**WORK REQUEST:** Every line in the data below that includes "flag" belongs in the answer, copied as it stands.

§ §

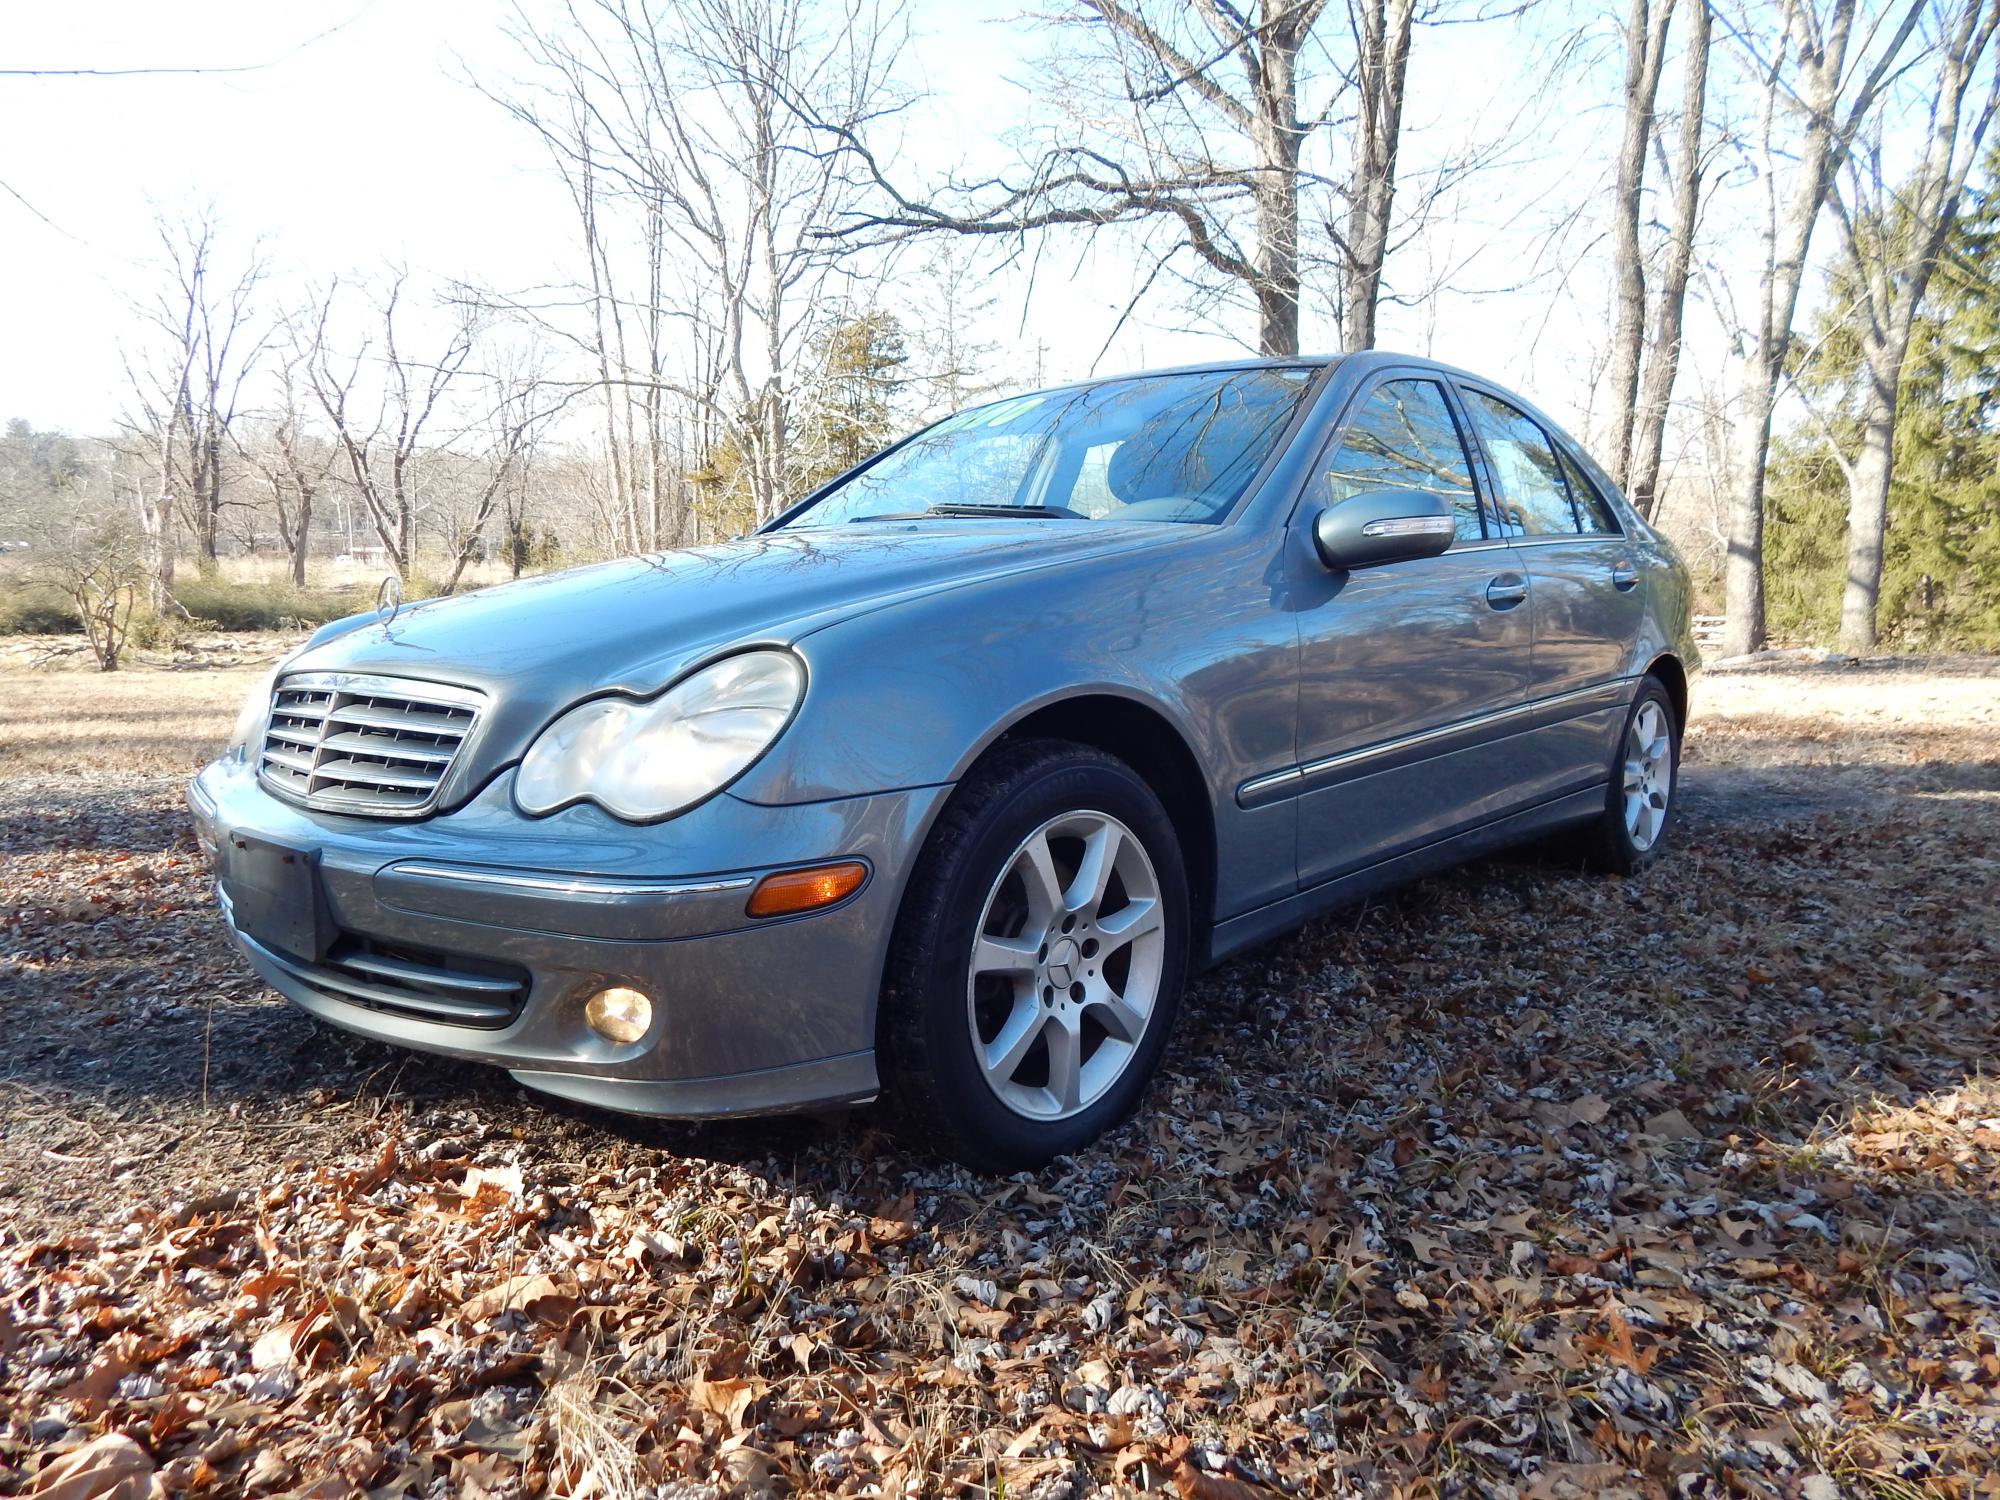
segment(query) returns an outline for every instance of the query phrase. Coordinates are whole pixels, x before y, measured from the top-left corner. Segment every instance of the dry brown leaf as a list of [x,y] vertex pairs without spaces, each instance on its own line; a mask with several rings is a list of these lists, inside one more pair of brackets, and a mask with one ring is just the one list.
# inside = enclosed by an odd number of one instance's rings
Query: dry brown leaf
[[122,1432],[106,1433],[65,1453],[35,1476],[37,1500],[146,1500],[153,1460]]
[[560,1323],[576,1310],[580,1293],[576,1278],[568,1272],[550,1275],[536,1272],[510,1276],[465,1299],[459,1311],[474,1322],[484,1323],[503,1312],[526,1313],[545,1323]]
[[731,1376],[723,1380],[709,1380],[697,1375],[688,1386],[688,1405],[699,1411],[714,1413],[731,1432],[741,1432],[749,1426],[746,1419],[750,1409],[769,1389],[767,1382],[750,1375]]
[[1181,1500],[1273,1500],[1273,1492],[1261,1484],[1211,1474],[1185,1458],[1174,1470],[1174,1488],[1181,1492]]

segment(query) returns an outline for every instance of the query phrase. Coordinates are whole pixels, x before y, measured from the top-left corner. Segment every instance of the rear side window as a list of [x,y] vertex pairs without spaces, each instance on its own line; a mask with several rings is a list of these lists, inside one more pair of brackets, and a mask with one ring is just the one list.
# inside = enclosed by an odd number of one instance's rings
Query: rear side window
[[1549,435],[1526,412],[1484,391],[1467,391],[1472,425],[1493,459],[1502,536],[1574,536],[1576,514]]
[[1569,497],[1576,504],[1578,528],[1590,536],[1618,535],[1622,529],[1618,518],[1611,514],[1611,507],[1597,493],[1597,486],[1590,482],[1590,476],[1577,466],[1566,449],[1556,449],[1556,456],[1562,460],[1563,478],[1569,481]]
[[1457,517],[1460,541],[1483,535],[1465,442],[1444,387],[1434,380],[1385,380],[1362,398],[1326,461],[1321,484],[1329,505],[1363,490],[1442,495]]

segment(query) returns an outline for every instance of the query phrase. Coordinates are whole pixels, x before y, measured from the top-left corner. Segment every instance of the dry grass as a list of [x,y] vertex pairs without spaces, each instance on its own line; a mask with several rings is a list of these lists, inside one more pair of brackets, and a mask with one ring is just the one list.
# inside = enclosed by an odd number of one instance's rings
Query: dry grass
[[[99,672],[48,660],[45,641],[0,642],[0,777],[192,773],[220,750],[281,643],[242,642],[244,665]],[[37,665],[37,663],[45,663]]]

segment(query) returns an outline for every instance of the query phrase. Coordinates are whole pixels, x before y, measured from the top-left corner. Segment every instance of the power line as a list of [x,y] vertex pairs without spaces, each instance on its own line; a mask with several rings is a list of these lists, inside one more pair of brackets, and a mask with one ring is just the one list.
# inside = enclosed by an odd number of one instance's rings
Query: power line
[[374,8],[375,0],[366,0],[361,9],[345,21],[337,21],[326,30],[307,37],[290,50],[281,52],[276,57],[266,58],[263,62],[236,63],[218,68],[0,68],[0,78],[187,78],[208,74],[261,73],[267,68],[277,67],[280,63],[290,62],[306,48],[325,41],[336,32],[345,31]]

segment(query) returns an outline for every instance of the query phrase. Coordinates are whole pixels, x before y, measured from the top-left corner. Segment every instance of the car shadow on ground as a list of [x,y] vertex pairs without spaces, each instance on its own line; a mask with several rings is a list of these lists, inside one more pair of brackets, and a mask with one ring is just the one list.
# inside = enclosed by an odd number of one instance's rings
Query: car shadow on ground
[[[1879,808],[1885,797],[1934,802],[1995,790],[2000,790],[1996,762],[1844,770],[1693,764],[1686,771],[1677,837],[1690,845],[1755,837],[1856,807]],[[46,808],[15,808],[8,826],[16,849],[24,847],[22,838],[25,847],[45,841],[73,847],[127,836],[115,808],[81,794],[52,799]],[[1675,879],[1669,856],[1633,886],[1633,899],[1645,900],[1644,882]],[[1583,873],[1571,849],[1556,840],[1482,859],[1320,918],[1196,976],[1167,1067],[1198,1071],[1212,1065],[1201,1056],[1202,1048],[1254,1028],[1269,997],[1296,988],[1302,975],[1324,983],[1330,973],[1359,972],[1357,966],[1379,962],[1379,943],[1357,948],[1351,941],[1364,926],[1410,934],[1411,942],[1399,951],[1421,958],[1423,935],[1440,925],[1440,912],[1490,909],[1508,901],[1529,906],[1559,895],[1572,882],[1601,884],[1603,877]],[[149,923],[164,931],[146,941]],[[838,1177],[851,1170],[844,1163],[856,1153],[885,1146],[906,1168],[938,1165],[888,1146],[888,1122],[879,1106],[743,1121],[652,1120],[538,1095],[495,1068],[349,1036],[265,989],[228,947],[199,893],[192,902],[158,893],[135,898],[122,924],[79,937],[59,962],[11,974],[0,970],[0,1014],[13,1037],[0,1060],[0,1091],[49,1106],[32,1142],[23,1139],[18,1122],[12,1133],[53,1161],[105,1166],[107,1185],[172,1191],[176,1179],[190,1172],[219,1177],[287,1147],[307,1154],[337,1149],[349,1132],[373,1129],[385,1117],[426,1116],[546,1137],[550,1150],[615,1144],[780,1170],[799,1174],[801,1190],[826,1186],[828,1173]],[[135,948],[147,947],[157,957],[135,964]],[[1495,1003],[1504,998],[1496,996]],[[1419,995],[1407,1003],[1420,1010],[1424,1002]],[[1282,1066],[1279,1058],[1255,1060]],[[1611,1078],[1595,1082],[1607,1092],[1616,1086]],[[1171,1094],[1170,1083],[1156,1085],[1137,1121],[1115,1135],[1108,1149],[1142,1138],[1150,1122],[1170,1112]],[[446,1134],[452,1128],[440,1126]],[[147,1144],[149,1136],[171,1136],[179,1149],[163,1153]],[[66,1201],[80,1200],[57,1193],[47,1206],[55,1211]]]

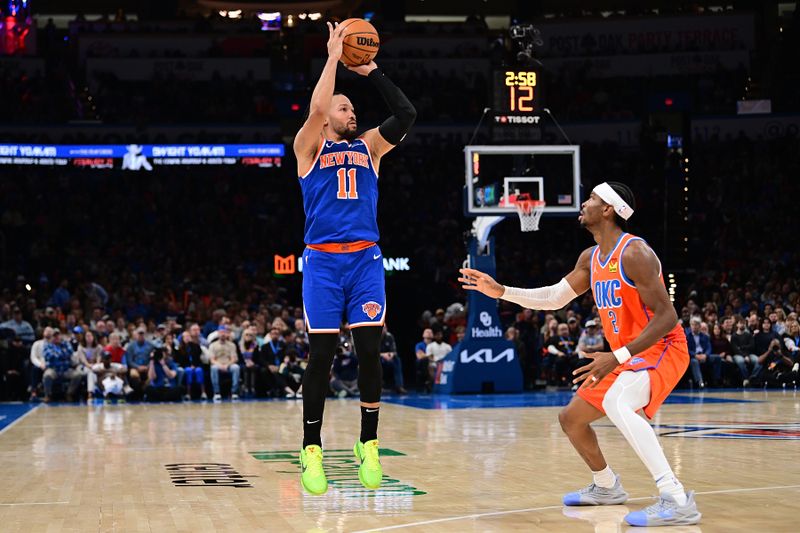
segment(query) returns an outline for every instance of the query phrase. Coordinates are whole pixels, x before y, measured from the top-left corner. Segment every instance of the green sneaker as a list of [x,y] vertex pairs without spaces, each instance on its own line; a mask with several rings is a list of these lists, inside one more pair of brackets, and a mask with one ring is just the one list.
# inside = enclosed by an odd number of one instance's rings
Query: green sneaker
[[328,479],[322,469],[322,448],[316,444],[309,444],[300,450],[300,484],[306,492],[318,496],[328,490]]
[[353,453],[356,454],[356,459],[361,461],[361,466],[358,467],[358,479],[361,484],[368,489],[380,488],[383,467],[381,458],[378,456],[378,439],[368,440],[364,443],[356,441]]

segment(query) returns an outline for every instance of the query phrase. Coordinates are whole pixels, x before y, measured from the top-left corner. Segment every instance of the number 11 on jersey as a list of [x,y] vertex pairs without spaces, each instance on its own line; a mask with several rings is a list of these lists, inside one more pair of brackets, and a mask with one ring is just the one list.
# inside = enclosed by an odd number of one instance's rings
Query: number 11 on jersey
[[[336,198],[339,200],[358,200],[356,169],[351,168],[345,176],[345,169],[340,168],[336,171],[336,177],[339,178],[339,191],[336,193]],[[348,181],[350,182],[349,184]]]

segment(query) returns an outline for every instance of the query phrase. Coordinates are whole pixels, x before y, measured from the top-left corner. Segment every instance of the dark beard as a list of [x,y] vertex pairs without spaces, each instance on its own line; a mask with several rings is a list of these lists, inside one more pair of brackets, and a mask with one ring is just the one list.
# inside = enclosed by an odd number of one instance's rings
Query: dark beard
[[339,131],[336,131],[336,133],[342,139],[345,139],[347,142],[353,142],[356,139],[356,137],[358,137],[358,131],[355,129],[351,130],[347,126],[345,126]]

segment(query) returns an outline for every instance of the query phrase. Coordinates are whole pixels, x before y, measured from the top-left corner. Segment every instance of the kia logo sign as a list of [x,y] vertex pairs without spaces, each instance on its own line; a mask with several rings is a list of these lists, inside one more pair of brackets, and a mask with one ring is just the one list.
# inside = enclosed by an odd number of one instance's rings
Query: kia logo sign
[[514,360],[514,349],[508,348],[503,350],[497,355],[494,355],[494,351],[491,348],[483,348],[482,350],[478,350],[477,352],[469,353],[468,350],[462,350],[460,354],[460,359],[462,364],[466,363],[497,363],[498,361],[502,361],[505,359],[508,362]]

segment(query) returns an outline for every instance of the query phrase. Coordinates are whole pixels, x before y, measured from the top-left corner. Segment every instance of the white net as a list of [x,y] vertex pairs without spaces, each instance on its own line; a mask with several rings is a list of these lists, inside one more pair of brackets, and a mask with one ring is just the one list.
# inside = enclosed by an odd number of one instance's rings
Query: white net
[[519,198],[514,201],[519,215],[519,225],[522,231],[538,231],[539,219],[544,213],[545,202],[541,200],[530,200]]

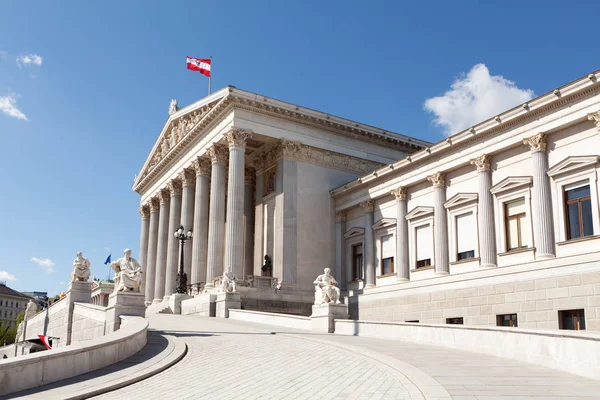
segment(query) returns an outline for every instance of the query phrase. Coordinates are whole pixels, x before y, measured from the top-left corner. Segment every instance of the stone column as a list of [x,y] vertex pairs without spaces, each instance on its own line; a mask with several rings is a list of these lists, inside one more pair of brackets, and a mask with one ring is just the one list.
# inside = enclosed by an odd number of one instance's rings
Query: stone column
[[152,302],[154,299],[154,283],[156,281],[156,250],[158,244],[158,219],[159,219],[159,202],[153,197],[150,199],[150,227],[148,229],[148,253],[146,255],[146,302]]
[[373,239],[373,200],[360,203],[365,210],[365,246],[363,249],[365,265],[365,288],[375,287],[375,241]]
[[552,224],[552,196],[548,177],[546,134],[538,133],[523,140],[529,146],[533,161],[532,217],[533,241],[536,258],[554,257],[554,225]]
[[[196,185],[196,172],[189,169],[184,169],[179,174],[179,179],[183,184],[183,196],[181,198],[181,224],[185,228],[185,232],[194,229],[194,186]],[[188,277],[188,285],[192,283],[192,248],[194,239],[183,246],[183,271]],[[178,252],[179,254],[179,252]],[[179,260],[177,260],[177,271],[179,272]],[[175,274],[177,280],[177,274]]]
[[446,182],[443,172],[436,172],[427,177],[433,184],[433,251],[436,275],[450,273],[448,259],[448,218],[446,216]]
[[253,168],[246,168],[244,176],[244,275],[253,275],[254,264],[254,178]]
[[208,149],[210,157],[210,211],[208,214],[208,255],[206,288],[213,288],[213,279],[223,274],[223,242],[225,230],[225,163],[227,149],[218,144]]
[[495,267],[496,264],[496,228],[494,223],[494,197],[490,192],[492,187],[492,172],[490,169],[490,156],[487,154],[471,160],[477,167],[478,213],[477,225],[479,228],[479,258],[480,266]]
[[[298,153],[299,142],[282,140],[282,159],[277,164],[277,179],[283,195],[282,212],[282,274],[281,288],[295,290],[298,287]],[[280,203],[277,203],[279,206]],[[273,265],[275,268],[275,264]]]
[[225,226],[225,264],[235,279],[244,275],[244,164],[249,131],[233,128],[225,135],[229,142],[227,187],[227,225]]
[[263,193],[264,193],[264,175],[263,175],[263,161],[262,159],[255,160],[253,163],[254,169],[256,170],[256,185],[255,185],[255,198],[254,198],[254,275],[262,275],[262,266],[264,260],[264,205],[263,205]]
[[192,163],[196,170],[194,205],[194,238],[192,239],[192,275],[190,284],[206,284],[208,254],[208,196],[210,193],[210,161],[198,158]]
[[167,187],[171,192],[171,206],[169,207],[169,228],[167,229],[167,273],[164,301],[169,301],[169,296],[175,293],[175,282],[179,269],[179,240],[174,233],[181,224],[181,181],[172,180]]
[[396,280],[405,282],[410,279],[406,188],[399,187],[391,193],[396,197]]
[[[150,231],[150,206],[145,204],[140,207],[140,215],[142,216],[142,229],[140,233],[140,259],[139,263],[142,266],[144,275],[146,276],[148,271],[148,234]],[[140,292],[144,293],[146,290],[146,282],[142,281]]]
[[340,211],[335,214],[335,270],[333,271],[334,278],[340,283],[340,289],[348,288],[348,281],[351,279],[346,276],[346,232],[347,212]]
[[588,114],[588,120],[592,121],[596,125],[596,130],[600,133],[600,111]]
[[169,243],[169,200],[168,189],[159,192],[160,215],[158,218],[158,244],[156,246],[156,281],[154,283],[154,303],[160,303],[165,295],[167,275],[167,245]]

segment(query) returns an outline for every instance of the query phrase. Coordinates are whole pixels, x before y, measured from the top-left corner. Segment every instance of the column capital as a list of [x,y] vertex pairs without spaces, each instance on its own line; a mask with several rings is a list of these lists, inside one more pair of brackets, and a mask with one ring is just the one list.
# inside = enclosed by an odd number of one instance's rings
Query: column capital
[[348,219],[348,212],[346,210],[335,213],[335,222],[344,222]]
[[150,201],[148,202],[148,204],[150,206],[151,213],[160,210],[160,202],[158,200],[158,197],[151,198]]
[[598,129],[598,133],[600,133],[600,111],[589,113],[588,119],[594,122],[594,125],[596,125],[596,128]]
[[529,146],[532,153],[546,151],[546,134],[540,132],[537,135],[523,139],[523,144]]
[[390,192],[390,194],[393,194],[396,197],[396,200],[406,200],[406,187],[405,186],[400,186],[398,189],[394,189]]
[[194,186],[196,184],[196,174],[191,169],[185,168],[177,175],[177,178],[182,182],[183,187]]
[[436,172],[435,174],[428,176],[427,180],[431,182],[434,188],[440,188],[446,185],[445,176],[446,174],[443,172]]
[[490,161],[491,161],[491,157],[489,156],[489,154],[484,154],[477,158],[473,158],[470,161],[470,163],[471,163],[471,165],[474,165],[475,167],[477,167],[477,171],[483,172],[483,171],[490,170],[490,166],[491,166]]
[[365,210],[365,212],[373,212],[373,210],[375,209],[375,201],[367,200],[360,203],[360,206],[363,208],[363,210]]
[[192,169],[196,171],[196,176],[210,176],[210,161],[198,157],[192,162]]
[[142,219],[150,218],[150,206],[148,204],[144,204],[143,206],[141,206],[138,211],[140,212]]
[[292,142],[291,140],[282,140],[280,146],[281,155],[283,157],[293,157],[302,148],[302,144],[300,142]]
[[220,144],[214,144],[208,151],[206,152],[210,157],[210,161],[213,164],[227,164],[227,159],[229,156],[229,152],[225,146]]
[[250,161],[250,166],[254,169],[255,173],[259,173],[260,171],[264,171],[265,169],[265,157],[264,154],[260,154],[254,160]]
[[246,167],[244,169],[244,184],[254,185],[256,182],[256,171],[252,167]]
[[229,143],[229,148],[246,148],[246,140],[252,137],[252,131],[248,129],[231,128],[229,132],[225,134],[225,139]]
[[173,179],[171,182],[167,183],[167,188],[169,189],[169,192],[171,192],[171,197],[181,196],[182,188],[179,179]]
[[158,201],[161,206],[163,204],[169,204],[169,202],[171,201],[171,192],[169,191],[169,189],[161,189],[158,192]]

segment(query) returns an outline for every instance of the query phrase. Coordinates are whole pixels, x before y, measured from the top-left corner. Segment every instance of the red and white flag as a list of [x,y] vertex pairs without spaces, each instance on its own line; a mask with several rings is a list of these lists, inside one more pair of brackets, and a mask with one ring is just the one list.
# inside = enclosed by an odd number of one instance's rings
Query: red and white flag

§ §

**EXPECTED ANSWER:**
segment(query) returns an outline for every instance of the query phrase. Coordinates are whole pixels, x before y, measured from the top-left corner. Segment every instance of the red and white flag as a list of [x,y] vertex pairs without spaces, each instance on its own line; a mask with several rings is a list of these lists, inside one more pair of brackets, and a mask with one ring is just the one list.
Query: red and white flag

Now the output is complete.